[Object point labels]

++++++++++

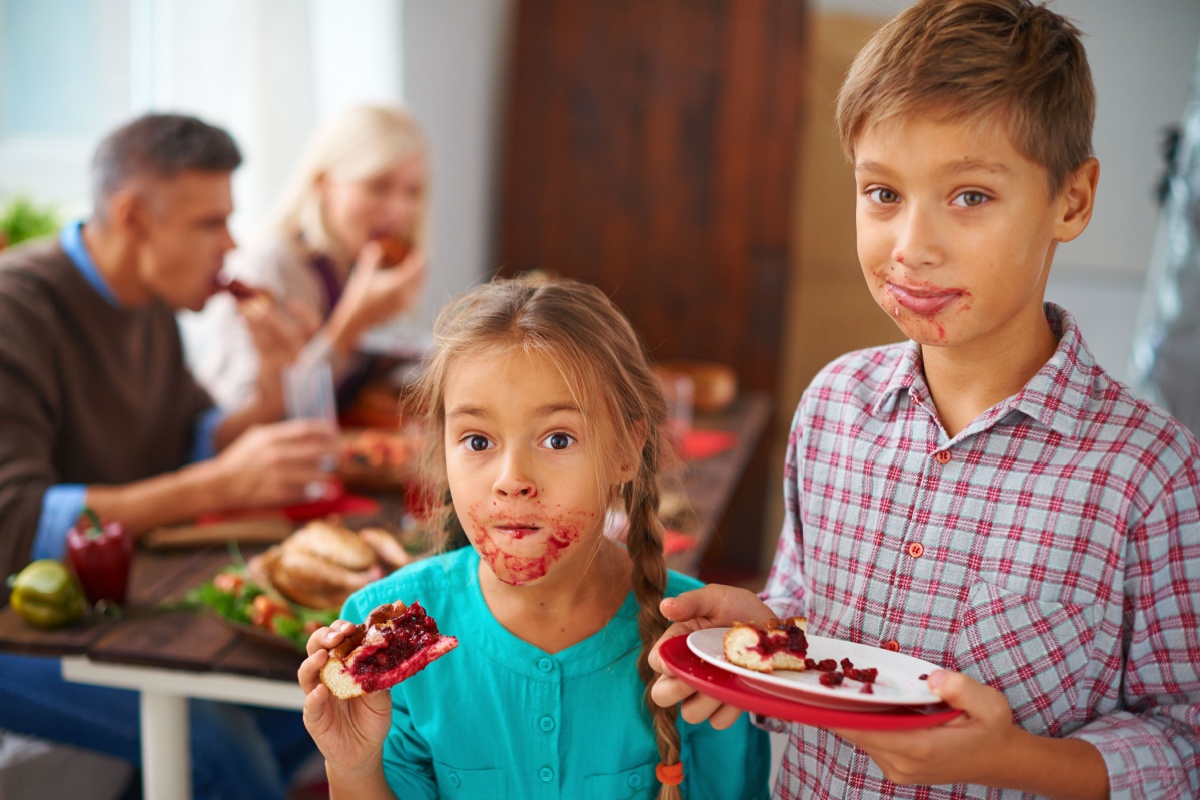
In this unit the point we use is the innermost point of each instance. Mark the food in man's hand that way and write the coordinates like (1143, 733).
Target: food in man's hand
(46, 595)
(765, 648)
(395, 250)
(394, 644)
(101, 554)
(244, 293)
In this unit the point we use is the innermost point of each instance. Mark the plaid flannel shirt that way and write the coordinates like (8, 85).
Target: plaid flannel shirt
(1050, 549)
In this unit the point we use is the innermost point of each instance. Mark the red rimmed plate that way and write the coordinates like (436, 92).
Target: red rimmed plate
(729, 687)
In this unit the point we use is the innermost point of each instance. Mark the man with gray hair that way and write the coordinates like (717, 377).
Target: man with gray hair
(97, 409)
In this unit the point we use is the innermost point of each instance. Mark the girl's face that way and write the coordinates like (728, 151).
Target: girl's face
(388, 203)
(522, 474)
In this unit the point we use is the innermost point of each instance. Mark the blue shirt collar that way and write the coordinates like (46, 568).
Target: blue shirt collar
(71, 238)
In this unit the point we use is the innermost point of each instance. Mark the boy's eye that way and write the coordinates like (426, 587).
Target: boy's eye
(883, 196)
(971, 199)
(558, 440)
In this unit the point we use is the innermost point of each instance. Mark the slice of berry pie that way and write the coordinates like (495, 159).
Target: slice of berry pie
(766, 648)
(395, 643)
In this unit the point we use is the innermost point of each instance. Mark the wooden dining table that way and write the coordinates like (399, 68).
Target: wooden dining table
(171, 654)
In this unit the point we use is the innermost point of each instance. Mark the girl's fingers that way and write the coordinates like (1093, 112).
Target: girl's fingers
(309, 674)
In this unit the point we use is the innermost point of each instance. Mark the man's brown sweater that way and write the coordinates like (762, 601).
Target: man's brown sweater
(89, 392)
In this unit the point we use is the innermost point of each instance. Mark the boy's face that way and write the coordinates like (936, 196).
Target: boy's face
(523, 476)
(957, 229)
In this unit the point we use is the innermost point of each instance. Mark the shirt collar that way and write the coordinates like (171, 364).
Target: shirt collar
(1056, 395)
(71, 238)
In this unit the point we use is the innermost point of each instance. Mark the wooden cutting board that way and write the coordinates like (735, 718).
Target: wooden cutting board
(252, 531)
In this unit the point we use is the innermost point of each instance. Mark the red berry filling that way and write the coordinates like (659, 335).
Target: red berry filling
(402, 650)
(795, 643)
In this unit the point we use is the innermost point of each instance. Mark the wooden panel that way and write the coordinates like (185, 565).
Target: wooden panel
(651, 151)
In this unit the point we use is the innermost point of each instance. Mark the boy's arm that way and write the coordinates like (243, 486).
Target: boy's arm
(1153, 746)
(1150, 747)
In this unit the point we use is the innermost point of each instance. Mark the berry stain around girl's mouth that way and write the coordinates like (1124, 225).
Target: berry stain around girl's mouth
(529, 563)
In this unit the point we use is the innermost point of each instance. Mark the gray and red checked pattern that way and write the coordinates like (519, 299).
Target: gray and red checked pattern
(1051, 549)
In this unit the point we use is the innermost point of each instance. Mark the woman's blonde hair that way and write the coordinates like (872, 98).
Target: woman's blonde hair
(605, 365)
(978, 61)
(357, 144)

++++++++++

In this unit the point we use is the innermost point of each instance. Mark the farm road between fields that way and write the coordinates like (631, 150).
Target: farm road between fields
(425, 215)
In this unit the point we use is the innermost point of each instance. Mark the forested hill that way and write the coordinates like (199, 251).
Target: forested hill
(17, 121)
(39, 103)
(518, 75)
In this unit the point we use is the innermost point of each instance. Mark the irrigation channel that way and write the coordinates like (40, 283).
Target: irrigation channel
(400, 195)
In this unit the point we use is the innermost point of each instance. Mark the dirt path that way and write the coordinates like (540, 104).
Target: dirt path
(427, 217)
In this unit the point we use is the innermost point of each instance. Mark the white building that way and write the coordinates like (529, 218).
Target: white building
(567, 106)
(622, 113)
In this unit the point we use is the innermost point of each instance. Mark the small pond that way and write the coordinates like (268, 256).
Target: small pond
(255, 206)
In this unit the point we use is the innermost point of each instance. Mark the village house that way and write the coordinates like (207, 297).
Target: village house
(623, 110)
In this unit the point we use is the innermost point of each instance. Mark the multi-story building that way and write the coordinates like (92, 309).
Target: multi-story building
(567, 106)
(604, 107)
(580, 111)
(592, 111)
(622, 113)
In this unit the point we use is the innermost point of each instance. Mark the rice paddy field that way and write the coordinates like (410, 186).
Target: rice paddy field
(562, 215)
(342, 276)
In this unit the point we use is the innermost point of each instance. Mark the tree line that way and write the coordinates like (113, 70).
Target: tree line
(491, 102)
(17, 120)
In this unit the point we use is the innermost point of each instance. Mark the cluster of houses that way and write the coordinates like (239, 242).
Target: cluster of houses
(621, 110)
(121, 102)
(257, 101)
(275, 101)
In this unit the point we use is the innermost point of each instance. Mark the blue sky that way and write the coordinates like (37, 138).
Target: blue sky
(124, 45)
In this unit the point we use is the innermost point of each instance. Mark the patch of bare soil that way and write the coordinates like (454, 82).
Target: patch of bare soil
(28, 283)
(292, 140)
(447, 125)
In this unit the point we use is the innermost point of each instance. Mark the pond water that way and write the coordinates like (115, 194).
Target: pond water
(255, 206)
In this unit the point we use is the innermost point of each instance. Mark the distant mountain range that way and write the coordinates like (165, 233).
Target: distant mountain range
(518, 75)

++++++++++

Tally the lines in the entries above that contain the string "shirt", treating uppercase and lowercase as different. Reply with the number alone.

• [Completed task]: 6